GIVEN EXERCISE 1 ::
From the form-tools setup guide, pull out the passage starting at "Installation" and ending at "compliant json file.", copied word for word.
GIVEN EXERCISE 2 ::
According to the form-tools setup guide, where should the tesseract data be located on Linux?

DOCUMENT TEXT ::
=-=-=-=-=
On Ubuntu, you can install all the necessary packages by running
sudo apt-get install tesseract-ocr libtesseract-dev libleptonica-dev pkg-config poppler-utils
You will also need to specify the location of the test data for tesseract before using the library. You can do this by setting the TESSDATA_PREFIX
environment variable. To locate the tessdata directory on a mac run brew list tesseract
. On linux the data should be located at /usr/share/tesseract-ocr/4.00/tessdata/
.
Installation
To install the library run:
pip install form-tools
Basic use
Extracting form metadata
Say you have a form with a pdf template my_form.pdf
. To pre-process scanned copies of the form you'll first need to create an image directory for your template as well as a FormMetadata
compliant json file.
To do this from the command line and output the metadata to my_form_meta.json
and your images to a directory template_images
you would run:
form-tools extract-meta my_form.pdf my_form_meta.json --form-image-directory template_images
To interact with the API directly in python you should use the built in PdfFormMetaExtractor
class.
from form_tools.form_meta.extractors.pdf_form_extractor import PdfFormMetaExtractor
# Instantiate extractor
pfme = PdfFormMetaExtractor()
=-=-=-=-=
RECORD SET ::

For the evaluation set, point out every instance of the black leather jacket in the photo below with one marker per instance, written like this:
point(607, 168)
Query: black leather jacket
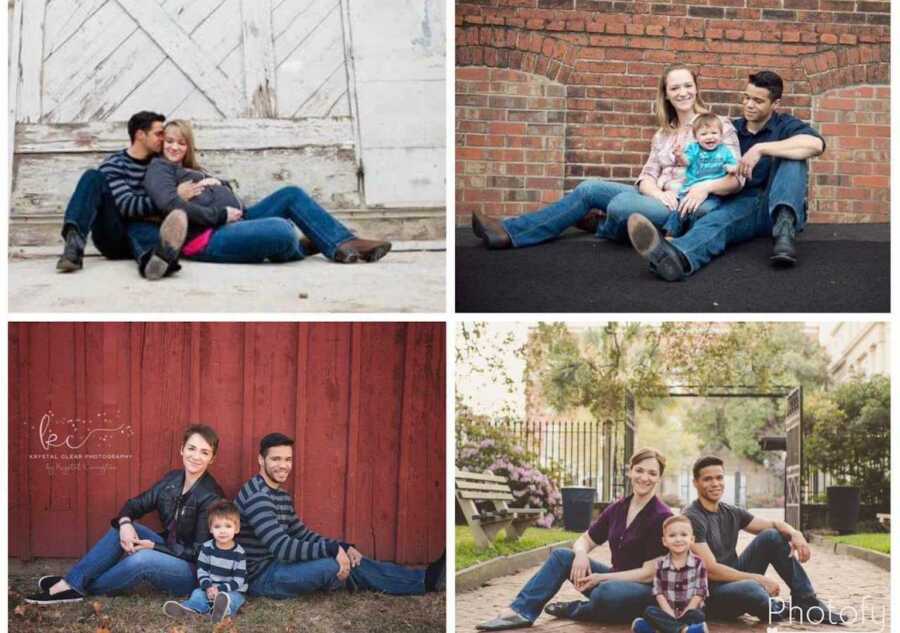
point(191, 526)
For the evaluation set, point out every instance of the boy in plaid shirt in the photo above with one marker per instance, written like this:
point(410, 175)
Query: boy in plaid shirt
point(679, 586)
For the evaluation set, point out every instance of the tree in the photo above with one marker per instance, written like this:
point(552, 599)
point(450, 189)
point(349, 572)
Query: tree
point(597, 367)
point(848, 435)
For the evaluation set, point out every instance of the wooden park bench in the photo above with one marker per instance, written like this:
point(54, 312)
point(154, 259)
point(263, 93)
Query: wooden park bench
point(476, 488)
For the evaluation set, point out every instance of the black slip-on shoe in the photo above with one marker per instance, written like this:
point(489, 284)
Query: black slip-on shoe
point(514, 621)
point(220, 607)
point(490, 231)
point(45, 582)
point(664, 259)
point(44, 597)
point(72, 258)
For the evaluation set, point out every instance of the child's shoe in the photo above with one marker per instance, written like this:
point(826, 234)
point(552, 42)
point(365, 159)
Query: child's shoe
point(640, 625)
point(221, 605)
point(174, 609)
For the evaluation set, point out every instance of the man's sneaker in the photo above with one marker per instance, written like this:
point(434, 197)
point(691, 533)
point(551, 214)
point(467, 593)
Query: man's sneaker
point(221, 605)
point(640, 625)
point(174, 609)
point(172, 233)
point(44, 597)
point(72, 258)
point(45, 582)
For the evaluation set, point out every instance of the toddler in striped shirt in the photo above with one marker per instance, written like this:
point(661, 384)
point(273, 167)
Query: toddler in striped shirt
point(221, 569)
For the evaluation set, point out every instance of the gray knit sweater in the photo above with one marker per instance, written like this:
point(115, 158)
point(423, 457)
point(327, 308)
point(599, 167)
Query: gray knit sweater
point(206, 210)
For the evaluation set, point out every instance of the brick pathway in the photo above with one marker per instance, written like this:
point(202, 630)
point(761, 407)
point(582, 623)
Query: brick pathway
point(839, 580)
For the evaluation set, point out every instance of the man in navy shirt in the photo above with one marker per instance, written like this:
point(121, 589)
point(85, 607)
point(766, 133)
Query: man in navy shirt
point(774, 148)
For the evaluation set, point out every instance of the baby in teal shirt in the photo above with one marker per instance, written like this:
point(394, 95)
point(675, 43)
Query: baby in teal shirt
point(706, 159)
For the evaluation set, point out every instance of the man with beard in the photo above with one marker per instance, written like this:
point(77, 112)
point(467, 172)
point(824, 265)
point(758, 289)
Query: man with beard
point(738, 584)
point(774, 149)
point(285, 558)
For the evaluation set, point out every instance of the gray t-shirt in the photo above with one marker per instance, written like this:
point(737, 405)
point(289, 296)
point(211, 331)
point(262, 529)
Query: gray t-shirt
point(719, 529)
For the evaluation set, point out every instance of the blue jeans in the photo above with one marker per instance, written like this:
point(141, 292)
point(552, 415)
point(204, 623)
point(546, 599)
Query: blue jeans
point(106, 569)
point(198, 601)
point(268, 231)
point(614, 601)
point(286, 580)
point(617, 199)
point(665, 623)
point(732, 599)
point(676, 225)
point(93, 211)
point(746, 215)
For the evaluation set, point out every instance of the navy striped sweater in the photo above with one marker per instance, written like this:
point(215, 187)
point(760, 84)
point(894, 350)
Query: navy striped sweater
point(271, 530)
point(125, 177)
point(223, 568)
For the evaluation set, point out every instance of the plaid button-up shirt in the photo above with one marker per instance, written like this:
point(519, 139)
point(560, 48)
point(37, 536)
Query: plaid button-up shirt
point(680, 585)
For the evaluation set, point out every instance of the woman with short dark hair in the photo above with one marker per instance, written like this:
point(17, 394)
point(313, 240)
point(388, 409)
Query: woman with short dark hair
point(130, 553)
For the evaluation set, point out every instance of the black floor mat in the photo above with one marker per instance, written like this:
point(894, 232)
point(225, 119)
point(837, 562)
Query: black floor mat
point(841, 268)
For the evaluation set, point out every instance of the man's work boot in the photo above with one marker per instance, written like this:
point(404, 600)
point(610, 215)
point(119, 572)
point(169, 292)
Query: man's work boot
point(591, 221)
point(72, 258)
point(784, 233)
point(172, 233)
point(665, 260)
point(491, 231)
point(366, 250)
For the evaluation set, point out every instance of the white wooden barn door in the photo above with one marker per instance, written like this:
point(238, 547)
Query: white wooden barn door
point(266, 82)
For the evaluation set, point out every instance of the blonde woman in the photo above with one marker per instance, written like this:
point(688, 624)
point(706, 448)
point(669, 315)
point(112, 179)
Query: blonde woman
point(655, 193)
point(633, 528)
point(222, 230)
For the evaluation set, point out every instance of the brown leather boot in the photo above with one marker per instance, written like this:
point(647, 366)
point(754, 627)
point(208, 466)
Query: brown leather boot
point(590, 221)
point(357, 248)
point(491, 231)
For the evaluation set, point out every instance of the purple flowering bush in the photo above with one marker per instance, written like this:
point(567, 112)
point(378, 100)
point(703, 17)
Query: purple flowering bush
point(484, 447)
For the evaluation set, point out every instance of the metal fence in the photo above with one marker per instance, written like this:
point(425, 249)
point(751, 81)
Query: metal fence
point(574, 449)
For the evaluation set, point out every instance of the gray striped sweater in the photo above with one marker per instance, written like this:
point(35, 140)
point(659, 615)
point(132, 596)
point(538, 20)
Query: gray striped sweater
point(125, 177)
point(224, 568)
point(271, 530)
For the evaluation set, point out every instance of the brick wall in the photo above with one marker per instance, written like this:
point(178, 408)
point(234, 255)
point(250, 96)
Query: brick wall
point(606, 56)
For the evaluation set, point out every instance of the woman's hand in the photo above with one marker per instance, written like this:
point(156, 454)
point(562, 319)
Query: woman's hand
point(344, 562)
point(144, 544)
point(188, 190)
point(589, 582)
point(692, 200)
point(581, 567)
point(668, 198)
point(127, 537)
point(234, 214)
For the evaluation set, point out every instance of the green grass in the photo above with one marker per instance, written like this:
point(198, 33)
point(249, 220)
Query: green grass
point(141, 612)
point(875, 542)
point(467, 554)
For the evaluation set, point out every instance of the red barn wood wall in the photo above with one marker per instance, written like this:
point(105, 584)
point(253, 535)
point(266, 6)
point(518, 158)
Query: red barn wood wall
point(365, 402)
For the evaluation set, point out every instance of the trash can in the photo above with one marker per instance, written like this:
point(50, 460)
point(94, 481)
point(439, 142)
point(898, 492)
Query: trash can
point(578, 505)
=-=-=-=-=
WRITTEN ANSWER 1 ::
Installation
To install the library run:
pip install form-tools
Basic use
Extracting form metadata
Say you have a form with a pdf template my_form.pdf
. To pre-process scanned copies of the form you'll first need to create an image directory for your template as well as a FormMetadata
compliant json file.

WRITTEN ANSWER 2 ::
/usr/share/tesseract-ocr/4.00/tessdata/